(Entries from a dataset)
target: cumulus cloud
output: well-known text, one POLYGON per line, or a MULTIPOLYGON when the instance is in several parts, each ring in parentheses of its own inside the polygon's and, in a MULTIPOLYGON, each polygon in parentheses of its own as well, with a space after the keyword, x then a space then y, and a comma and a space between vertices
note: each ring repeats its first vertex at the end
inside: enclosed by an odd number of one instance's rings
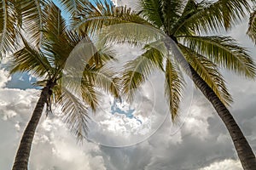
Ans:
MULTIPOLYGON (((119 5, 134 5, 134 1, 119 0, 117 3, 119 5)), ((246 27, 247 23, 241 24, 230 34, 245 46, 249 46, 252 54, 256 54, 253 44, 244 36, 246 27)), ((127 55, 135 56, 139 54, 137 50, 131 50, 125 45, 119 46, 119 48, 122 54, 127 55)), ((131 58, 125 58, 129 59, 131 58)), ((9 80, 8 72, 0 70, 0 167, 10 169, 21 133, 40 91, 6 88, 6 82, 9 80)), ((224 71, 224 75, 235 100, 230 110, 253 150, 256 150, 255 82, 246 79, 238 81, 236 76, 224 71)), ((57 116, 50 116, 45 119, 44 116, 33 141, 31 169, 241 170, 241 164, 225 127, 212 105, 196 89, 191 106, 188 107, 190 105, 189 102, 183 102, 184 105, 182 107, 185 111, 180 116, 180 122, 177 124, 171 122, 170 115, 166 112, 163 86, 157 83, 162 81, 161 78, 159 75, 152 76, 152 82, 155 81, 154 88, 150 88, 150 83, 145 84, 142 90, 144 100, 135 103, 131 108, 119 105, 125 111, 139 108, 135 113, 136 117, 129 118, 119 113, 111 114, 109 103, 102 105, 104 111, 98 112, 98 116, 102 116, 95 120, 102 127, 92 123, 90 128, 90 137, 96 137, 95 139, 98 139, 96 143, 84 141, 83 145, 78 144, 75 138, 57 116), (157 95, 152 102, 152 96, 154 94, 157 95), (152 103, 149 102, 149 105, 148 101, 152 103), (156 117, 159 119, 155 121, 162 121, 163 123, 157 123, 160 127, 155 126, 154 129, 157 131, 150 133, 148 138, 140 140, 137 144, 119 148, 96 143, 105 141, 120 144, 127 140, 135 141, 137 136, 131 134, 132 130, 136 132, 141 126, 137 119, 142 122, 143 118, 146 120, 148 115, 145 113, 148 111, 148 105, 156 105, 153 116, 160 114, 156 117), (130 132, 130 136, 125 135, 124 132, 127 131, 130 132)), ((188 91, 189 89, 191 90, 191 87, 189 87, 188 91)), ((185 96, 191 95, 189 93, 187 94, 185 96)), ((189 101, 191 99, 184 99, 189 101)), ((108 100, 109 99, 107 99, 108 100)), ((131 141, 128 143, 131 144, 131 141)))

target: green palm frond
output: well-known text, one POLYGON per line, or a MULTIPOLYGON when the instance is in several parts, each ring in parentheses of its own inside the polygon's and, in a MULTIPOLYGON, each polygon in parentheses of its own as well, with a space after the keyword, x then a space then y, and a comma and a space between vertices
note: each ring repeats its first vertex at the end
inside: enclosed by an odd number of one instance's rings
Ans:
MULTIPOLYGON (((18 0, 15 1, 17 17, 20 17, 20 27, 26 31, 31 43, 38 47, 42 41, 42 30, 44 17, 48 15, 44 9, 49 4, 48 0, 18 0)), ((20 22, 18 22, 19 24, 20 22)))
POLYGON ((165 94, 168 101, 172 119, 174 121, 178 116, 184 81, 177 64, 169 60, 166 60, 165 75, 165 94))
POLYGON ((65 87, 55 86, 54 88, 56 96, 56 103, 61 108, 61 116, 68 128, 75 134, 78 140, 82 140, 87 134, 88 108, 83 102, 65 87))
POLYGON ((0 57, 13 52, 16 45, 16 15, 13 1, 0 1, 0 57))
POLYGON ((101 31, 108 26, 131 22, 137 24, 148 23, 131 8, 116 7, 107 2, 96 2, 96 5, 88 3, 87 7, 84 7, 84 8, 90 8, 91 10, 80 14, 81 20, 76 22, 73 28, 87 34, 93 34, 96 31, 101 31))
POLYGON ((256 8, 250 15, 249 27, 247 34, 256 43, 256 8))
POLYGON ((101 94, 96 91, 93 84, 94 77, 91 75, 86 74, 86 76, 72 72, 67 73, 63 76, 61 86, 66 88, 73 95, 81 98, 81 100, 84 102, 88 107, 90 107, 93 111, 96 110, 98 106, 98 99, 101 94))
POLYGON ((161 3, 162 0, 140 1, 140 5, 143 8, 143 16, 158 28, 161 28, 165 22, 161 3))
POLYGON ((120 97, 119 79, 116 72, 110 66, 102 66, 100 69, 90 69, 84 71, 84 82, 90 82, 98 89, 118 99, 120 97))
POLYGON ((190 14, 186 16, 177 30, 189 28, 197 32, 218 31, 221 28, 227 30, 250 11, 250 4, 247 0, 192 2, 195 2, 195 6, 190 9, 190 14))
POLYGON ((214 63, 248 78, 256 75, 247 51, 230 37, 184 37, 184 44, 214 63))
POLYGON ((64 11, 70 14, 72 16, 77 16, 79 12, 81 11, 83 3, 86 1, 81 0, 58 0, 64 11))
POLYGON ((188 62, 199 76, 208 84, 224 105, 230 105, 232 102, 232 98, 228 92, 225 82, 219 73, 217 65, 187 47, 181 44, 178 46, 184 54, 188 62))
POLYGON ((50 77, 54 72, 54 69, 51 67, 47 58, 44 56, 42 51, 34 48, 22 36, 21 39, 25 47, 14 54, 10 73, 32 71, 39 76, 48 74, 48 76, 50 77))
POLYGON ((129 101, 132 101, 136 91, 152 71, 162 68, 162 54, 159 50, 146 48, 145 53, 125 64, 120 85, 123 88, 122 93, 127 96, 129 101))
POLYGON ((51 59, 55 68, 61 69, 73 47, 68 42, 67 26, 60 8, 53 3, 44 8, 44 41, 42 48, 44 54, 51 59), (62 67, 61 67, 62 66, 62 67))

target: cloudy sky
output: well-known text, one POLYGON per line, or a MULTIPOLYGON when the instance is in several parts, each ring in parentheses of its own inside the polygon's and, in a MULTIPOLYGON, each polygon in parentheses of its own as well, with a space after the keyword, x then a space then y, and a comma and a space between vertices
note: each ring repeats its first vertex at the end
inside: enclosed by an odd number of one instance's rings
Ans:
MULTIPOLYGON (((133 4, 122 0, 119 4, 133 4)), ((256 50, 246 37, 247 20, 228 32, 256 50)), ((139 52, 120 46, 123 55, 139 52)), ((9 76, 2 61, 0 70, 0 167, 11 169, 21 133, 40 91, 32 88, 29 75, 9 76), (21 88, 20 88, 21 87, 21 88), (21 88, 21 89, 20 89, 21 88)), ((234 103, 230 109, 253 150, 256 150, 256 85, 224 72, 234 103)), ((241 170, 232 141, 211 105, 189 86, 177 124, 166 115, 163 77, 153 75, 131 105, 109 99, 90 124, 90 139, 77 144, 57 116, 42 116, 30 157, 32 170, 241 170), (189 107, 185 107, 189 106, 189 107), (121 114, 119 110, 125 114, 121 114), (135 111, 134 111, 135 110, 135 111), (119 114, 118 114, 118 112, 119 114), (131 113, 132 116, 127 116, 131 113), (115 114, 113 114, 115 113, 115 114)), ((58 110, 55 112, 58 113, 58 110)))

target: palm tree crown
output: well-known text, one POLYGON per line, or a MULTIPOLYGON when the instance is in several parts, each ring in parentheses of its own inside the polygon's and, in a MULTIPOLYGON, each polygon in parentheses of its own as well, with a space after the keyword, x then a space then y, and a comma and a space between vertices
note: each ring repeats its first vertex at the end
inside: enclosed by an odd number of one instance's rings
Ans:
MULTIPOLYGON (((120 81, 123 94, 132 99, 136 89, 154 69, 162 70, 172 119, 178 114, 184 86, 178 67, 181 65, 226 125, 244 169, 255 169, 255 156, 226 108, 232 99, 219 72, 219 68, 224 68, 254 78, 255 65, 247 49, 232 37, 212 36, 219 30, 230 29, 245 17, 251 8, 249 2, 140 0, 139 3, 141 11, 136 12, 126 7, 109 7, 100 3, 98 8, 81 14, 84 18, 74 25, 74 29, 83 32, 93 27, 90 31, 100 30, 107 42, 143 46, 144 53, 128 62, 124 69, 120 81), (88 15, 89 18, 85 17, 88 15), (134 25, 129 26, 128 23, 134 25), (118 26, 118 24, 125 24, 125 26, 118 26), (148 32, 145 29, 143 31, 140 26, 136 26, 137 25, 148 26, 157 31, 148 32), (156 38, 161 37, 160 32, 169 41, 156 38)), ((254 18, 252 14, 251 20, 254 18)))
MULTIPOLYGON (((22 1, 20 3, 24 7, 22 1)), ((27 14, 32 17, 30 21, 33 22, 34 17, 37 20, 39 15, 32 16, 33 10, 27 10, 32 12, 27 14)), ((15 35, 20 45, 12 56, 11 73, 32 73, 40 79, 35 85, 42 87, 42 92, 21 138, 14 170, 27 169, 32 139, 44 105, 47 114, 51 112, 52 103, 61 106, 61 118, 81 140, 87 133, 88 113, 96 110, 102 91, 119 97, 114 74, 106 65, 115 60, 111 48, 94 45, 86 32, 78 34, 70 30, 54 3, 45 1, 40 12, 39 27, 26 31, 26 25, 21 25, 15 35), (78 65, 82 70, 78 71, 78 65)), ((23 17, 26 21, 26 14, 23 17)))

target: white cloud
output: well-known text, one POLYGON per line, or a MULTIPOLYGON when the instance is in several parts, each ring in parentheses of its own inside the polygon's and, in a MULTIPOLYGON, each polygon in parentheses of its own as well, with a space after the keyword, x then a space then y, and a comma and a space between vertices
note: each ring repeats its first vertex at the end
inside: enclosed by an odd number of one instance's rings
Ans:
POLYGON ((210 166, 207 167, 200 168, 199 170, 216 170, 216 169, 242 170, 242 167, 239 161, 228 159, 228 160, 224 160, 221 162, 212 163, 210 166))

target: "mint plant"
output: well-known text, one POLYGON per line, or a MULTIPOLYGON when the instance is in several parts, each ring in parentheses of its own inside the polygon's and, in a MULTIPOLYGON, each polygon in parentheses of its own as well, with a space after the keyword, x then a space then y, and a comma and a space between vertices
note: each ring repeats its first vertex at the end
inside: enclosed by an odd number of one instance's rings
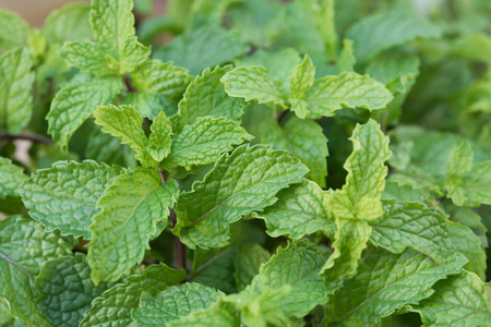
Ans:
POLYGON ((167 2, 0 11, 0 325, 490 325, 488 1, 167 2))

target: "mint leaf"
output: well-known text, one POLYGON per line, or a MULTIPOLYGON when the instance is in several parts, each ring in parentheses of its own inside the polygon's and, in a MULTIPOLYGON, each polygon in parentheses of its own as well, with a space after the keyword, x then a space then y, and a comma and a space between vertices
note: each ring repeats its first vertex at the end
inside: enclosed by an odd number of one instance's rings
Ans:
POLYGON ((441 31, 414 13, 392 11, 367 16, 352 25, 346 35, 355 43, 355 56, 361 62, 382 50, 416 38, 438 38, 441 31))
POLYGON ((431 287, 447 275, 458 274, 466 259, 438 265, 411 249, 400 254, 370 247, 358 275, 345 280, 343 288, 325 307, 325 325, 379 326, 406 304, 417 304, 434 291, 431 287), (361 292, 360 289, 363 291, 361 292))
POLYGON ((220 83, 220 78, 230 70, 229 65, 205 69, 194 78, 179 102, 178 114, 171 119, 177 132, 182 131, 185 124, 193 124, 200 117, 205 116, 240 121, 246 107, 244 100, 229 97, 220 83))
POLYGON ((61 88, 55 96, 49 113, 48 133, 68 149, 73 133, 91 117, 97 106, 106 106, 121 90, 121 81, 113 77, 95 77, 61 88))
POLYGON ((117 177, 97 201, 99 214, 89 228, 92 280, 116 281, 139 264, 148 241, 165 228, 169 207, 179 195, 175 180, 160 184, 160 174, 136 168, 117 177))
POLYGON ((163 61, 173 61, 176 65, 187 68, 195 75, 206 68, 231 62, 248 51, 249 46, 237 35, 219 27, 205 26, 188 29, 170 45, 160 48, 155 57, 163 61))
POLYGON ((96 287, 82 253, 45 263, 35 281, 39 311, 53 326, 77 326, 94 298, 107 286, 96 287))
POLYGON ((464 270, 434 286, 434 294, 412 306, 426 326, 486 326, 491 318, 491 288, 464 270), (463 319, 465 317, 465 319, 463 319))
POLYGON ((59 161, 40 169, 20 190, 22 201, 33 219, 47 231, 91 239, 91 218, 97 214, 96 203, 104 190, 123 168, 92 160, 59 161))
POLYGON ((368 75, 344 72, 318 78, 307 92, 304 101, 309 110, 307 117, 319 119, 334 116, 334 111, 343 107, 384 109, 393 98, 383 84, 368 75))
POLYGON ((149 48, 140 44, 133 27, 133 1, 94 0, 91 26, 94 43, 68 43, 61 56, 81 71, 100 75, 134 71, 149 57, 149 48))
POLYGON ((278 202, 258 214, 266 222, 273 238, 286 235, 300 240, 316 231, 334 232, 336 226, 330 217, 328 197, 318 184, 304 180, 301 184, 283 190, 278 202))
POLYGON ((70 254, 69 243, 33 220, 11 216, 0 221, 0 296, 15 317, 31 326, 50 326, 36 305, 34 278, 43 263, 70 254))
POLYGON ((192 312, 209 307, 224 295, 195 282, 172 286, 155 298, 143 293, 140 307, 132 317, 136 326, 166 326, 192 312))
POLYGON ((26 178, 24 169, 12 164, 9 158, 0 157, 0 198, 16 196, 26 178))
POLYGON ((185 278, 184 270, 175 270, 164 264, 148 266, 142 275, 132 275, 92 302, 81 327, 129 326, 131 315, 137 310, 142 292, 156 295, 169 286, 185 278))
POLYGON ((0 57, 0 126, 19 134, 33 114, 34 73, 26 48, 4 51, 0 57))
POLYGON ((235 145, 252 138, 239 123, 225 117, 201 117, 173 137, 171 154, 164 160, 163 167, 167 170, 177 167, 190 170, 194 165, 207 165, 235 145))
POLYGON ((273 80, 267 70, 259 65, 235 68, 221 77, 225 90, 231 97, 241 97, 246 101, 259 104, 272 102, 286 106, 287 94, 279 80, 273 80))
POLYGON ((181 195, 172 232, 191 249, 225 246, 230 223, 274 204, 279 190, 299 183, 307 172, 307 167, 285 152, 263 145, 240 146, 218 159, 202 182, 181 195))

The task:
Pull out every line of the listing above that contains the string "target", matching its case exactly.

Output of the exercise:
target: cumulus cloud
target: green palm frond
target: cloudy sky
target: palm tree crown
target: white cloud
target: "mint plant"
target: "mint leaf"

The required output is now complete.